■ What the exercise asks: Please pick out every line in the material below that contains the word "positive", and copy each of those lines in full.

Recorded data
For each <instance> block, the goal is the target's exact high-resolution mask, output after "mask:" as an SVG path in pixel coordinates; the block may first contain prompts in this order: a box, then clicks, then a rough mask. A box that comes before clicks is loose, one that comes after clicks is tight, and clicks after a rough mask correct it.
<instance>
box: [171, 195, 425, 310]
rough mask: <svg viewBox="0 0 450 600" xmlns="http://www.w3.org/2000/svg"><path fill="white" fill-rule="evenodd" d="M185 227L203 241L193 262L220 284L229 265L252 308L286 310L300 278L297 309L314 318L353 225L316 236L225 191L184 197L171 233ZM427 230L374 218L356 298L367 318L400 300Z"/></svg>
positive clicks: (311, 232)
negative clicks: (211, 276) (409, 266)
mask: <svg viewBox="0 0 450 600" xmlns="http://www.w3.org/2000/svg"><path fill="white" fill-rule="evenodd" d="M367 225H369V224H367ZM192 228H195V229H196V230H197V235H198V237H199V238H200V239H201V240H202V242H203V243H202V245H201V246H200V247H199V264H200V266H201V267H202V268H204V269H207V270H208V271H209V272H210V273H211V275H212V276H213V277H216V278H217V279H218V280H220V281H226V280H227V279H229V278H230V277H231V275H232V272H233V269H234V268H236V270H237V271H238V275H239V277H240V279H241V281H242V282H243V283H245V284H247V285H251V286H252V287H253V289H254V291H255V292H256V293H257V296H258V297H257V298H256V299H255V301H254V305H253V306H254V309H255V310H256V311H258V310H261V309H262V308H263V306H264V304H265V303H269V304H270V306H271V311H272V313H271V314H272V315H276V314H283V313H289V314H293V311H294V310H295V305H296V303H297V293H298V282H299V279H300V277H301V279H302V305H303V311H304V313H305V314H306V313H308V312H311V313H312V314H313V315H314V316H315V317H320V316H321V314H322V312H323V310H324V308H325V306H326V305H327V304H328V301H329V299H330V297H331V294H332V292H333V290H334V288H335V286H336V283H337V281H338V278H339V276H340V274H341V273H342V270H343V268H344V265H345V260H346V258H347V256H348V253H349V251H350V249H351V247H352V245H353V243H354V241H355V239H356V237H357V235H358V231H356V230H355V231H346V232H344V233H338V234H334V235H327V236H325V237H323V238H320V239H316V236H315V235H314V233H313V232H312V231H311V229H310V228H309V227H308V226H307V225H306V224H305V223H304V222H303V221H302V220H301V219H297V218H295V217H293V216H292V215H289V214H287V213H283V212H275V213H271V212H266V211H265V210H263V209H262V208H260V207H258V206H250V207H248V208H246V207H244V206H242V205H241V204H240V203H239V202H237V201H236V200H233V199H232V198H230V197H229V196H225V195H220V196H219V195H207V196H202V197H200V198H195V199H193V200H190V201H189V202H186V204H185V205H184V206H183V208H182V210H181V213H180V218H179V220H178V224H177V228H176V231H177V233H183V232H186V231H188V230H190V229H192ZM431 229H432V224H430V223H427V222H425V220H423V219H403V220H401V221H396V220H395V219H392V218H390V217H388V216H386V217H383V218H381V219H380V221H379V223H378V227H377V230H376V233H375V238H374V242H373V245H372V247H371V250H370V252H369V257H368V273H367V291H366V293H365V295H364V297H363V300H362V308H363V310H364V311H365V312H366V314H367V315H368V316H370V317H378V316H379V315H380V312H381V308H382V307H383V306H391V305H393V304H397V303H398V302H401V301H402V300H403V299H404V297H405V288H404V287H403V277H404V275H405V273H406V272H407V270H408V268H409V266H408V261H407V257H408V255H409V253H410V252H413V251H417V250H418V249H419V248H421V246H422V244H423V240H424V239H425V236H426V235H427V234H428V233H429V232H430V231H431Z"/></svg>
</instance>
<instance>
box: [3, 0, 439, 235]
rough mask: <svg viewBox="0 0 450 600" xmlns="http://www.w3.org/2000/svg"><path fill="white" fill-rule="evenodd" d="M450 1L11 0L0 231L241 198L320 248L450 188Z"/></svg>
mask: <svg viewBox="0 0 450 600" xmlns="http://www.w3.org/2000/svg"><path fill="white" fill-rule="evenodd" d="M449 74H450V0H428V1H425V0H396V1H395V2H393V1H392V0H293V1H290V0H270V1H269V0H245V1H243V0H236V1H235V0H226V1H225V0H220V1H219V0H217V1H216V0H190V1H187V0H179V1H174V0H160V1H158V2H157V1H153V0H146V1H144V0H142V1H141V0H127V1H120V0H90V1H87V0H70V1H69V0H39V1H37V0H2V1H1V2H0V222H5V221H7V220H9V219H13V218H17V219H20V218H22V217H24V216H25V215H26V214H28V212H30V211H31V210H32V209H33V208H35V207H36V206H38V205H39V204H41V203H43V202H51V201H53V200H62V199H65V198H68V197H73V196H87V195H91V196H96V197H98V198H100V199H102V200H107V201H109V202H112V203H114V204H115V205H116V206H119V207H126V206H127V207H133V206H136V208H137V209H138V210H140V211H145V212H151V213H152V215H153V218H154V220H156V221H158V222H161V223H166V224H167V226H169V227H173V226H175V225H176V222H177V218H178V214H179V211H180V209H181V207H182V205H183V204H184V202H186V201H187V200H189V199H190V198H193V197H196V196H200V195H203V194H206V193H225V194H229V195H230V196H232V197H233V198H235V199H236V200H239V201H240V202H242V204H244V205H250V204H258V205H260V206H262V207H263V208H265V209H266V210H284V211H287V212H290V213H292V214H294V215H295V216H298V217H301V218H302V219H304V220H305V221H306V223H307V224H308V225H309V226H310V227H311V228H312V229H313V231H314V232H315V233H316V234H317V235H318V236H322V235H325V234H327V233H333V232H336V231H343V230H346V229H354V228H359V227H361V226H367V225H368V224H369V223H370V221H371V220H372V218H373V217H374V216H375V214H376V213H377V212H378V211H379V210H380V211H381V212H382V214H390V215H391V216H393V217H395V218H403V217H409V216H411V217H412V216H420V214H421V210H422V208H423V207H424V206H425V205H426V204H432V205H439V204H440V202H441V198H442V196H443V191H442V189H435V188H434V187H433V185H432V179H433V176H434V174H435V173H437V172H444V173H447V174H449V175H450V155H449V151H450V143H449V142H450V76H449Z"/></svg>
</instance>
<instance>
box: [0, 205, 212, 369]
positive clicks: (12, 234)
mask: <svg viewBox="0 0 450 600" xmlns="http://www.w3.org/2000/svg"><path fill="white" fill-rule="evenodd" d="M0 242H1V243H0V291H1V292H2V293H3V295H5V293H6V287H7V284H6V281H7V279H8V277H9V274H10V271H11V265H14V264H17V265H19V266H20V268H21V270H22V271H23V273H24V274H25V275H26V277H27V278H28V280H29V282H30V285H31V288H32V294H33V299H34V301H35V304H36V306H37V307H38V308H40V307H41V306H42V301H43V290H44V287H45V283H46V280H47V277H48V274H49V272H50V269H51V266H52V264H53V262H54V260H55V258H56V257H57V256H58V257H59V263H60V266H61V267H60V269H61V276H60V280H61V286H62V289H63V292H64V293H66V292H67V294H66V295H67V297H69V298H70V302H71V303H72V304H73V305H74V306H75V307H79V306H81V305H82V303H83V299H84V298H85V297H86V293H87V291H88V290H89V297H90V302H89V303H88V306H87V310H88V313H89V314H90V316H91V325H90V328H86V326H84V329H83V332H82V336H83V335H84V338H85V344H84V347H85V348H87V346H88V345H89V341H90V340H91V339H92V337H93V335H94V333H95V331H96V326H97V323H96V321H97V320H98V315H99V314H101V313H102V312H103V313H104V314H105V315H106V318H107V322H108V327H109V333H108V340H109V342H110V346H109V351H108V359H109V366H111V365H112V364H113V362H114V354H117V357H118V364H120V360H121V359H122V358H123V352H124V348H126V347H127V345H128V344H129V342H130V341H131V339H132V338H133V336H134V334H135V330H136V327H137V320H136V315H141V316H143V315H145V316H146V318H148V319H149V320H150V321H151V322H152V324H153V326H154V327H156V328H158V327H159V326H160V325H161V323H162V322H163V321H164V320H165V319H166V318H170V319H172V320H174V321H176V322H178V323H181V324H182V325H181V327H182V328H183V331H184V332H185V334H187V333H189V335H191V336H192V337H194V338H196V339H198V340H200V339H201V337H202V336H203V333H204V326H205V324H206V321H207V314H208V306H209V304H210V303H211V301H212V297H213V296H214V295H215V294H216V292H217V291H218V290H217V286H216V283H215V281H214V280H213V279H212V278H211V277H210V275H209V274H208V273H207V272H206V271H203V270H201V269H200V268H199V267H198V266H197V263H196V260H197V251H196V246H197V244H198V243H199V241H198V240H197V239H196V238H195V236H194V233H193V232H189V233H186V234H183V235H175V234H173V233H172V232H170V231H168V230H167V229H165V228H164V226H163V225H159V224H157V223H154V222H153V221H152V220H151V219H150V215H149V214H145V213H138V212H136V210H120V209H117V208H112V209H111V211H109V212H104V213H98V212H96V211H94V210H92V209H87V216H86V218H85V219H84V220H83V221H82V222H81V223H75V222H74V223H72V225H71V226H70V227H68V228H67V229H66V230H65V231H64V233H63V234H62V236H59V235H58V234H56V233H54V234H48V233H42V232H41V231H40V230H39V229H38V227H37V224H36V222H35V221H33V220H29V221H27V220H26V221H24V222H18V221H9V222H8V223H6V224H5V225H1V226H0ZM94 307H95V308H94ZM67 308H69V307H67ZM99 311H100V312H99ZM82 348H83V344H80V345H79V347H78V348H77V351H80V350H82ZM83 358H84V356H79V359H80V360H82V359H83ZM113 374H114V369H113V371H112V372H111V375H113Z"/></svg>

■ Result for this task:
positive clicks: (311, 232)
positive clicks: (12, 234)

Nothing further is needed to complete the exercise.